Brummt da jemand?
Harald Hartung zieht „Provisorische Schlüsse“
Von Helmut Sturm
Besprochene Bücher / LiteraturhinweiseVor gut einem Jahr, im Oktober 2022, titelte Andreas Platthaus in der Frankfurter Allgemeinen Zeitung: „Er ist der älteste aktive Kritiker der F.A.Z.: Zum neunzigsten Geburtstag des Dichters und Literaturwissenschaftlers Harald Hartung.“ In diesem Jahr ist nun ein weiteres Buch Hartungs erschienen. Er versammelt auf etwa 100 Seiten zumeist noch nicht erschienene Texte – nur sechs davon sind bereits aus der F.A.Z., der „Frankfurter Anthologie“ und dem „Marbacher Katalog“ bekannt. Es handelt sich dabei um kurze Prosaarbeiten, deren Ausgangspunkt sehr häufig eine Erinnerung an, eine Begegnung mit oder ein Werk von einer Persönlichkeit des literarisch-philosophischen Lebens in Deutschland ist. Daneben finden sich aber auch kondensierte Urlaubserinnerungen, die Betrachtung und Auseinandersetzung mit Bildern, Erfahrungen in der Natur und ganz persönliche Kindheitserinnerungen. Am Schluss des Bandes kommt der Lyriker auch praktisch zu Wort. Die Überschrift der 12 Gedichte, „Haikus des Alten“, zeugt von Realismus, Humor und Prägnanz. Allein diese paar Seiten sind Grund genug, das Büchlein in die Hand zu nehmen.
Apropos Realismus: Es gibt ja nicht so viele Menschen, die in ihren 90ern noch Bücher publizieren. Harald Hartung entdeckt dazu in Goethes Maximen und Reflexionen Interessantes: „Der Alte verliert eines der größten Menschenrechte, er wird nicht mehr von seines Gleichen beurteilt.“ Daraus wird der Schluss gezogen: „Schön ist es natürlich, wenn der Jüngere dem Alter Höflichkeit erweist. Nicht immer ist sie von Herablassung zu unterscheiden.“ Sicher ist, dass jede Herablassung, bestimmt in diesem Fall, fehl am Platz ist.

### BEREITGESTELLTE DATEN

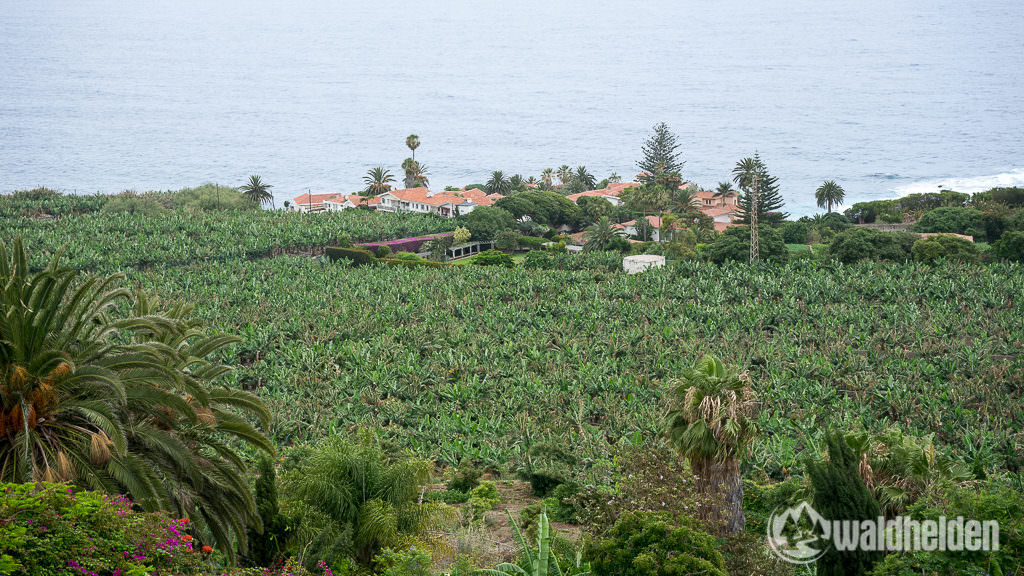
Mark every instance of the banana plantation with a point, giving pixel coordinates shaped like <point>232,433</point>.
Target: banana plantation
<point>553,383</point>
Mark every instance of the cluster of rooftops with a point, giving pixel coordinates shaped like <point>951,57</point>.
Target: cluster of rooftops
<point>722,209</point>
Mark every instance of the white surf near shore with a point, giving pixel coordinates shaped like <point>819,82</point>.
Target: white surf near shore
<point>969,184</point>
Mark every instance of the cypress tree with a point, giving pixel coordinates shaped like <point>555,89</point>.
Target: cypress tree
<point>660,152</point>
<point>266,547</point>
<point>841,494</point>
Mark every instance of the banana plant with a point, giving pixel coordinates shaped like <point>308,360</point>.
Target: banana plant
<point>541,562</point>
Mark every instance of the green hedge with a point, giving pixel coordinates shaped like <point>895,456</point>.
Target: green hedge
<point>358,257</point>
<point>532,242</point>
<point>413,263</point>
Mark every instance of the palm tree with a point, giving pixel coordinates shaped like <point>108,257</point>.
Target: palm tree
<point>413,141</point>
<point>600,234</point>
<point>749,174</point>
<point>547,177</point>
<point>124,403</point>
<point>352,493</point>
<point>498,183</point>
<point>516,181</point>
<point>582,180</point>
<point>256,191</point>
<point>712,423</point>
<point>564,174</point>
<point>419,173</point>
<point>724,190</point>
<point>378,181</point>
<point>829,194</point>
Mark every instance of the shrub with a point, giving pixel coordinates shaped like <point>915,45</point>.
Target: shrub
<point>538,259</point>
<point>865,244</point>
<point>409,256</point>
<point>49,529</point>
<point>796,233</point>
<point>485,221</point>
<point>734,244</point>
<point>947,247</point>
<point>1008,196</point>
<point>840,493</point>
<point>461,235</point>
<point>1010,247</point>
<point>648,544</point>
<point>619,244</point>
<point>414,244</point>
<point>409,262</point>
<point>448,496</point>
<point>988,500</point>
<point>411,562</point>
<point>482,499</point>
<point>952,219</point>
<point>355,256</point>
<point>532,242</point>
<point>507,240</point>
<point>465,480</point>
<point>266,546</point>
<point>493,258</point>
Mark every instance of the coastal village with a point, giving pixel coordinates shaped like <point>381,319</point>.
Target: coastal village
<point>722,209</point>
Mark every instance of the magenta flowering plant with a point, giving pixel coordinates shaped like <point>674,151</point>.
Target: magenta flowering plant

### ARBEITSAUFTRAG A
Nenne alle Personen, die in der Besprechung über Harald Hartung namentlich erwähnt werden.
### ARBEITSAUFTRAG B
Schreibe aus der Besprechung den Abschnitt ab, beginnend mit „Apropos Realismus: Es“ und weiter bis einschließlich „am Platz ist.“.
Die Einträge sind eigenständiges Material und stehen für sich, unabhängig von der Besprechung.

### ERGEBNIS A
Harald Hartung, Helmut Sturm, Andreas Platthaus, Goethe

### ERGEBNIS B
Apropos Realismus: Es gibt ja nicht so viele Menschen, die in ihren 90ern noch Bücher publizieren. Harald Hartung entdeckt dazu in Goethes Maximen und Reflexionen Interessantes: „Der Alte verliert eines der größten Menschenrechte, er wird nicht mehr von seines Gleichen beurteilt.“ Daraus wird der Schluss gezogen: „Schön ist es natürlich, wenn der Jüngere dem Alter Höflichkeit erweist. Nicht immer ist sie von Herablassung zu unterscheiden.“ Sicher ist, dass jede Herablassung, bestimmt in diesem Fall, fehl am Platz ist.